> [Document excerpt]
↓↓↓

# Forum > News > Contests >  Star Wars The Old Republic $100 Posting Contest

## Ket

Is the force strong with you? Got a great *Star Wars The Old Republic* information? If so, it could win you $100!

Starting December 18th -25th OwnedCore is looking for all the exploits, guides, hacks, bots, exploration and emulation information for *Star Wars The Old Republic* that you can post here on our great forums.

To enter the contest simply post new relevant and quality threads in all SWTOR forums except general discussion which are found here:

*Star Wars The Old Republic*

Any information is acceptable as long as it is not a repost of information we already have on the forums.

The members with the_ most threads posted_ at the end of the week will win the following prizes, generously donated by MMOKings a great place to buy *SWTOR credits* and *WoW gold**.
*
1st place: $100 cash via paypal* and 15 +REP 
2nd place: $25 cash via paypal* and 15 +REP
3rd place: 15 +REP

*Prize of equal value can be made.

Best of luck to all those who participate. If you have any questions or concerns, please feel free to fire way!

Thanks a lot

Ket

----------


## Xel

100$ for a guide?? That's freaking awesome!

----------


## Freefall552

It's great to see so many contests this close to christmas!

----------


## Ket

The contest is for the most threads posted in the SWTOR. Not just one guide, though that is very welcome. Good luck!

----------


## Confucius

Just finished part 1 of my guide series I will be writing for this contest! Good luck to all who participate!

----------


## Zorek

Everything you need to know about the game can be found in these videos.

----------


## isaniac

Any word on how this has gone down?

----------


## Ket

Winner announcement is coming right up.

----------


## Ket

The threads have all been counted up the we have the following winners for the SWTOR posting contest. I'd like to thank all of those who were motivated by our contest and participated. The winners are the following.

1st Place Winner of the $100 prize and 15 +REP points with 23 threads posted - Sephirofl 

2nd Place Winner of $25 - Drunn

3rd Place Winner of 15 +REP - Relentless904


Thank you to all of our winners. We hope you keep posting in the SWTOR and I am sure our community appreciates all that you contribute. Also thanks to all that contributes posts and donate hard earn money to OwnedCore so that contests like these can be ran!

Ket
OwnedCore - World of Warcraft Exploits, Hacks, Bots and Guides - OwnedCore News

----------


## Sephiroth

Grats to everyone ! Thanks again Ket and the rest of the OwnedCore Community as well as MMOKings for generously donating for this contest!

----------

↑↑↑

> [Short problem A] Return every line of the records below that contains the word "tree".

> [Records provided]
↓↓↓

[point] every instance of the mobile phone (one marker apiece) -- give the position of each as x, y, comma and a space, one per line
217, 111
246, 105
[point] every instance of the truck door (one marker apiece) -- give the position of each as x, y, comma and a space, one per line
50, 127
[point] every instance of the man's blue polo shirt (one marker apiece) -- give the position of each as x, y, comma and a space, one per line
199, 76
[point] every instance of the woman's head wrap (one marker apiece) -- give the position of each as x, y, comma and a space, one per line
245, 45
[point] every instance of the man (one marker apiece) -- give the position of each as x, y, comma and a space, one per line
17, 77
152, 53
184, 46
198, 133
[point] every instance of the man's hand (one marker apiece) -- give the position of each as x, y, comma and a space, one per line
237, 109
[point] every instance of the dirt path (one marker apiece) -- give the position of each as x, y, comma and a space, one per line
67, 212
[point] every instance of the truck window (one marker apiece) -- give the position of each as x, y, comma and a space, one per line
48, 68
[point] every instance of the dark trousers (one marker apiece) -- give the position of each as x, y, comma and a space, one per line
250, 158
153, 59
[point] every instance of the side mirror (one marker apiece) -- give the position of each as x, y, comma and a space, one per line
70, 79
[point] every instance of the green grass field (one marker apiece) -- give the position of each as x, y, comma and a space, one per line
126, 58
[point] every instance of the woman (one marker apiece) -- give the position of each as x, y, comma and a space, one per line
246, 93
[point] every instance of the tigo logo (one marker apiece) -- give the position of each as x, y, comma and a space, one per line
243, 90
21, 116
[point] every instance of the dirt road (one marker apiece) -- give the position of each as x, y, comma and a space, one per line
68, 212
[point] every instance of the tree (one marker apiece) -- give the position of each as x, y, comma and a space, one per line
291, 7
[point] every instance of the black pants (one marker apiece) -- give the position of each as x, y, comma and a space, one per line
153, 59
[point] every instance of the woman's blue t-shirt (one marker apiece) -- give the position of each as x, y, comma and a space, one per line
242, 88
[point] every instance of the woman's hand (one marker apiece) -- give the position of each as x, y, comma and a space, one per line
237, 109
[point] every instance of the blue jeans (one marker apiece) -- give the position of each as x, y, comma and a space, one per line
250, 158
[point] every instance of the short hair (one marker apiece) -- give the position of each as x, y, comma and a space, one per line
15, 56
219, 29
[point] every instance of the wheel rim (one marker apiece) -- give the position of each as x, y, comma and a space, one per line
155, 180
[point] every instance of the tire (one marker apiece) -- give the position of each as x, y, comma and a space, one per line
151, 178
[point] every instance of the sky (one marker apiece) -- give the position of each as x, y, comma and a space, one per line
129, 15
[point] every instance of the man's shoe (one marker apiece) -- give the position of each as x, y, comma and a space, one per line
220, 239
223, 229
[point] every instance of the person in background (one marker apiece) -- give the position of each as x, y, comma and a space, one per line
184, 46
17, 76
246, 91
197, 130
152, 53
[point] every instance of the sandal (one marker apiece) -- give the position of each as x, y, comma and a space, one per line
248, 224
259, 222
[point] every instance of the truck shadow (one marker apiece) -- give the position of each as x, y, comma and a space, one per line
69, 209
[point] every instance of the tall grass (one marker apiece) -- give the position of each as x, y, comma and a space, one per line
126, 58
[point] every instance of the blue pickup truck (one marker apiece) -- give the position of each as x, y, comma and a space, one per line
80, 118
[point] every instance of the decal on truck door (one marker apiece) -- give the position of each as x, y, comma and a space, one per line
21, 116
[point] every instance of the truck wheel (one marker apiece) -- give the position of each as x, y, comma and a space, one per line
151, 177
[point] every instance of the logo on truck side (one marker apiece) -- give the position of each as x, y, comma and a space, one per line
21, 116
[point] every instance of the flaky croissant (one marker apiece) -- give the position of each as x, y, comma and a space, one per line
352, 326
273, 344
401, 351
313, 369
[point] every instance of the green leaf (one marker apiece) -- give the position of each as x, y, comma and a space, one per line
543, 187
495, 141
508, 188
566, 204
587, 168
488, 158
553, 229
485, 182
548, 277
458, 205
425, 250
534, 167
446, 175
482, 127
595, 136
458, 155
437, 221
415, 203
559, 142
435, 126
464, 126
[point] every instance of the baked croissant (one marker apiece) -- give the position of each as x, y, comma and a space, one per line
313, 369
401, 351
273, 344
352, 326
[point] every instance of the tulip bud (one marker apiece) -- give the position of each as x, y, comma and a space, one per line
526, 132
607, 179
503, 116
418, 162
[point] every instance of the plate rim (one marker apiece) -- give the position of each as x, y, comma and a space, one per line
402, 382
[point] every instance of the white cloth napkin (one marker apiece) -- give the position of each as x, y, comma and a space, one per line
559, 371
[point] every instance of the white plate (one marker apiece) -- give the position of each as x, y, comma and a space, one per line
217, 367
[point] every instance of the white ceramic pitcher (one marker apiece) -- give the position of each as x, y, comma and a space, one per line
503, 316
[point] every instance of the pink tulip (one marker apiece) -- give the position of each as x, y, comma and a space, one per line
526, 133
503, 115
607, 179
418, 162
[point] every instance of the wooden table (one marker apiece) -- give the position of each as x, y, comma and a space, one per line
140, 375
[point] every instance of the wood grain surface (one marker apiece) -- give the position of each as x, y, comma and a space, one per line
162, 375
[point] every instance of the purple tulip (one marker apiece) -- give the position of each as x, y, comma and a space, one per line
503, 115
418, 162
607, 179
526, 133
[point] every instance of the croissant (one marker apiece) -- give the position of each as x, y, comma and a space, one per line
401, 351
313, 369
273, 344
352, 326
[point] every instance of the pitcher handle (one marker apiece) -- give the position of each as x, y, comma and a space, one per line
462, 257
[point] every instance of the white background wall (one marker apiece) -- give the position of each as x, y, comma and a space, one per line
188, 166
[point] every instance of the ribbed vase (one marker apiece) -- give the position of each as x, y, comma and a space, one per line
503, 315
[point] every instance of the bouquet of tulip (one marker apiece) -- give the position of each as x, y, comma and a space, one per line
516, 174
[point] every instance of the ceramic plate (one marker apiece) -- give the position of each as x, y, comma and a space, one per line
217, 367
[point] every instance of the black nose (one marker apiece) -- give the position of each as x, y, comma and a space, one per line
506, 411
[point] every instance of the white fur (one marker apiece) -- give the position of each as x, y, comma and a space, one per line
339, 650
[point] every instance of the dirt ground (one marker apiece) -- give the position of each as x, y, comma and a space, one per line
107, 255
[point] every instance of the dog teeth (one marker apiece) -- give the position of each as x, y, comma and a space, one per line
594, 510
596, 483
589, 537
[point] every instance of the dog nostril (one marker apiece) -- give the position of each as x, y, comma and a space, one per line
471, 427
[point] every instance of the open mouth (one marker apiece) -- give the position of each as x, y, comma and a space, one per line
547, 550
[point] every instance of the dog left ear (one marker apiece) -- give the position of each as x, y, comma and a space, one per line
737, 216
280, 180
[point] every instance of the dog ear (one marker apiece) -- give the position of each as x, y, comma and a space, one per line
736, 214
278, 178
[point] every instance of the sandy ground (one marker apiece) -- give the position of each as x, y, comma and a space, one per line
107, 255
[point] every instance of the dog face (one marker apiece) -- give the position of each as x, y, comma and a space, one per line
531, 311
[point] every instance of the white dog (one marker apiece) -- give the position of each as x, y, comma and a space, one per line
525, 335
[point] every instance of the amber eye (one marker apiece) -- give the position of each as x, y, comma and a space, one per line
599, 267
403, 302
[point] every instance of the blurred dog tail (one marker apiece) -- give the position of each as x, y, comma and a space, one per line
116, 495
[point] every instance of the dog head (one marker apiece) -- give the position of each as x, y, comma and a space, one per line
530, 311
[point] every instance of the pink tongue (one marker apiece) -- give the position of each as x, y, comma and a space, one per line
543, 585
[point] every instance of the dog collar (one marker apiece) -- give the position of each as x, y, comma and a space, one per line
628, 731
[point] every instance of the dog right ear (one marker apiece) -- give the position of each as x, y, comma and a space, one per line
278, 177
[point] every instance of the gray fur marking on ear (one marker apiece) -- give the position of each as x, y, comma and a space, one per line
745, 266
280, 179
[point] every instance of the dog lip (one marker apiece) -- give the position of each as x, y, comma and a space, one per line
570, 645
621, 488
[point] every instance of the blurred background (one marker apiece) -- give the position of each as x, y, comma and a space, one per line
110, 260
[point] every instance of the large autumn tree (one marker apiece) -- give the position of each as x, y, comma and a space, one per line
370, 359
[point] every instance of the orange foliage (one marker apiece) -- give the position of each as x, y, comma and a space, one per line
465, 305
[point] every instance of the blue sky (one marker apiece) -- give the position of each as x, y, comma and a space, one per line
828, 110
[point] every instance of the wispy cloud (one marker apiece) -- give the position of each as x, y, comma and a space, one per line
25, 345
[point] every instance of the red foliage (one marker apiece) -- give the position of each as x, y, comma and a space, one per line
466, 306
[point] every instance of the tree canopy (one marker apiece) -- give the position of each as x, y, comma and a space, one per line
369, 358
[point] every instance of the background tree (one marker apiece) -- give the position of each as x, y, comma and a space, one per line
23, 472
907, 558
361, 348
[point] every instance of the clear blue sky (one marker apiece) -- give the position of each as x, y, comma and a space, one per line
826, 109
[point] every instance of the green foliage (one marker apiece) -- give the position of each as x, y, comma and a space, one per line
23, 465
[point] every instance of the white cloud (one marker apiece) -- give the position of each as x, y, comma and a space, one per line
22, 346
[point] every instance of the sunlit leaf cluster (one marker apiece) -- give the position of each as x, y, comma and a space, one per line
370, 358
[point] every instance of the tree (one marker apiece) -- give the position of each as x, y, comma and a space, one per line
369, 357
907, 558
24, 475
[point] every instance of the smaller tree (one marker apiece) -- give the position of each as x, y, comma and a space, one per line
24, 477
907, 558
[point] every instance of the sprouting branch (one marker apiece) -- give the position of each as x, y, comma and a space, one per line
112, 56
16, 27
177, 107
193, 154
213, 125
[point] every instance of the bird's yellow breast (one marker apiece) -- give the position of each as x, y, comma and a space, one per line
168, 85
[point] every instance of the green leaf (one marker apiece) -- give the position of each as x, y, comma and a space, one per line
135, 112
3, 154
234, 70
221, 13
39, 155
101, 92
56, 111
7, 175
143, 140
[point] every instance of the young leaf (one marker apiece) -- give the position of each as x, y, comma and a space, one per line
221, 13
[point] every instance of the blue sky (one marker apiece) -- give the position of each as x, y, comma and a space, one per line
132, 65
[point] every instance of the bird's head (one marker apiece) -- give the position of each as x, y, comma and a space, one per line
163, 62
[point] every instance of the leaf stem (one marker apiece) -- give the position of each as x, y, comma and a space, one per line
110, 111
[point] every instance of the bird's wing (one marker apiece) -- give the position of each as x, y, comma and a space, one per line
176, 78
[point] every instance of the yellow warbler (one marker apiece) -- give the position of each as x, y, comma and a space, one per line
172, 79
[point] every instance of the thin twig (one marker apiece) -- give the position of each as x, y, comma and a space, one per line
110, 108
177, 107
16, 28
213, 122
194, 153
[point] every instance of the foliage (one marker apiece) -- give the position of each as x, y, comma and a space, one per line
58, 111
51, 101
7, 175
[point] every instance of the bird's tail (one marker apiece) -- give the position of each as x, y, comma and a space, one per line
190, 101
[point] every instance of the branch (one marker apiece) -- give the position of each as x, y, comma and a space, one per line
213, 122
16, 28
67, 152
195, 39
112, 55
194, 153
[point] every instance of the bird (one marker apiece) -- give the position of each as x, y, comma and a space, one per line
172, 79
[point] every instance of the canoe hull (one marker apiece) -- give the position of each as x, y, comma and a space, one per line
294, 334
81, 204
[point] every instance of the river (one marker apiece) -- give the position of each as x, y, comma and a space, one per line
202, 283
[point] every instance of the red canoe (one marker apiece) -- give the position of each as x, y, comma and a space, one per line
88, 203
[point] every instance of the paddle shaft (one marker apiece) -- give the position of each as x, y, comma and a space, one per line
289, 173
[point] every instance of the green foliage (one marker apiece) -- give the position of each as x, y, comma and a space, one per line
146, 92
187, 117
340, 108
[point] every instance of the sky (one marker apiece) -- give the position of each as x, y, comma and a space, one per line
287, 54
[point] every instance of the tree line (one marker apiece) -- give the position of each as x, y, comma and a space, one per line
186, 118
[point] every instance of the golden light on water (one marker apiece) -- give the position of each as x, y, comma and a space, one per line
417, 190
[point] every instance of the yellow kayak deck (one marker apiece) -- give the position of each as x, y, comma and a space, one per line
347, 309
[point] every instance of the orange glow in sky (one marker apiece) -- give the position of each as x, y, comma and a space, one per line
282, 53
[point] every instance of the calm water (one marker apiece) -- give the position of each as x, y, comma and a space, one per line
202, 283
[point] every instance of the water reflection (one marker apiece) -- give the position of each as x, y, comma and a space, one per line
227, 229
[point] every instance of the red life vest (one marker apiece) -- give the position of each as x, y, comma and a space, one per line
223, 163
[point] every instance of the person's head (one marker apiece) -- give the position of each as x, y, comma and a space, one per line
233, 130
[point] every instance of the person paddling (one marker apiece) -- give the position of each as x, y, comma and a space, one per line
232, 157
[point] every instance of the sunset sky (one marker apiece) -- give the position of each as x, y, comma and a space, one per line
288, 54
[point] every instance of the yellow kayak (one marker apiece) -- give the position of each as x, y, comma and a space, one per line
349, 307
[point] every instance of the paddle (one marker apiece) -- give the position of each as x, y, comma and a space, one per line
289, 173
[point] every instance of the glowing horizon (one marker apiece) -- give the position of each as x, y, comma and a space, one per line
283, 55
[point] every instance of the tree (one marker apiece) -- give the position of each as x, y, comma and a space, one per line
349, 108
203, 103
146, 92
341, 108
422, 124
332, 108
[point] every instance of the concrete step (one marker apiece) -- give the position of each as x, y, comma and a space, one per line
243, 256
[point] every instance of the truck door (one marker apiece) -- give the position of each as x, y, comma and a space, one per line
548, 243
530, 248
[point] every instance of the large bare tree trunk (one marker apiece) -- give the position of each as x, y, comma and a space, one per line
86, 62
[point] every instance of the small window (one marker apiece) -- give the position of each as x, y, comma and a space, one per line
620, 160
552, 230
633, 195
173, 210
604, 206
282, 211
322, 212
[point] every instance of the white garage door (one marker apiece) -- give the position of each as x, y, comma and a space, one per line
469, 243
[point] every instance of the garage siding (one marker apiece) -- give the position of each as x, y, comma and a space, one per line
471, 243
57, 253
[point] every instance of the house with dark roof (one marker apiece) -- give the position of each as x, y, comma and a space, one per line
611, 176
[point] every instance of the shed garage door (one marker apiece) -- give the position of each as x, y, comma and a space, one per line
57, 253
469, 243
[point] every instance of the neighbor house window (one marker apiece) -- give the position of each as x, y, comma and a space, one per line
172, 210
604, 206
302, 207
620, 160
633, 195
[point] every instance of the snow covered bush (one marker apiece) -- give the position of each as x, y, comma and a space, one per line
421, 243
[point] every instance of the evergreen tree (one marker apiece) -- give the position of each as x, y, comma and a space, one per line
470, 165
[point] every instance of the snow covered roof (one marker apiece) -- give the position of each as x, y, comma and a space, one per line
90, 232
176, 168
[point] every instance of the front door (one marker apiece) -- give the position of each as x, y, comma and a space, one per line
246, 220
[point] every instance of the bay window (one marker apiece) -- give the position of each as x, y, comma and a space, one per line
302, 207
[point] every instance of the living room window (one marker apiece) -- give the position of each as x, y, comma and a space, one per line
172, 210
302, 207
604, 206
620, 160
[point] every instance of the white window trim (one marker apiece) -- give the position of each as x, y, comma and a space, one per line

↑↑↑

> [Short problem B] Reproduce the passage of the contest thread above that begins at the words "# Forum > News" and ends after "on the forums.", switching each occurrence of "OwnedCore" to "the site".

> [Worked answer A]
[point] every instance of the tree (one marker apiece) -- give the position of each as x, y, comma and a space, one per line
[point] every instance of the large autumn tree (one marker apiece) -- give the position of each as x, y, comma and a space, one per line
[point] every instance of the tree canopy (one marker apiece) -- give the position of each as x, y, comma and a space, one per line
[point] every instance of the background tree (one marker apiece) -- give the position of each as x, y, comma and a space, one per line
[point] every instance of the tree (one marker apiece) -- give the position of each as x, y, comma and a space, one per line
[point] every instance of the smaller tree (one marker apiece) -- give the position of each as x, y, comma and a space, one per line
[point] every instance of the tree line (one marker apiece) -- give the position of each as x, y, comma and a space, one per line
[point] every instance of the tree (one marker apiece) -- give the position of each as x, y, comma and a space, one per line
[point] every instance of the large bare tree trunk (one marker apiece) -- give the position of each as x, y, comma and a space, one per line
[point] every instance of the evergreen tree (one marker apiece) -- give the position of each as x, y, comma and a space, one per line

> [Worked answer B]
# Forum > News > Contests >  Star Wars The Old Republic $100 Posting Contest

## Ket

Is the force strong with you? Got a great *Star Wars The Old Republic* information? If so, it could win you $100!

Starting December 18th -25th the site is looking for all the exploits, guides, hacks, bots, exploration and emulation information for *Star Wars The Old Republic* that you can post here on our great forums.

To enter the contest simply post new relevant and quality threads in all SWTOR forums except general discussion which are found here:

*Star Wars The Old Republic*

Any information is acceptable as long as it is not a repost of information we already have on the forums.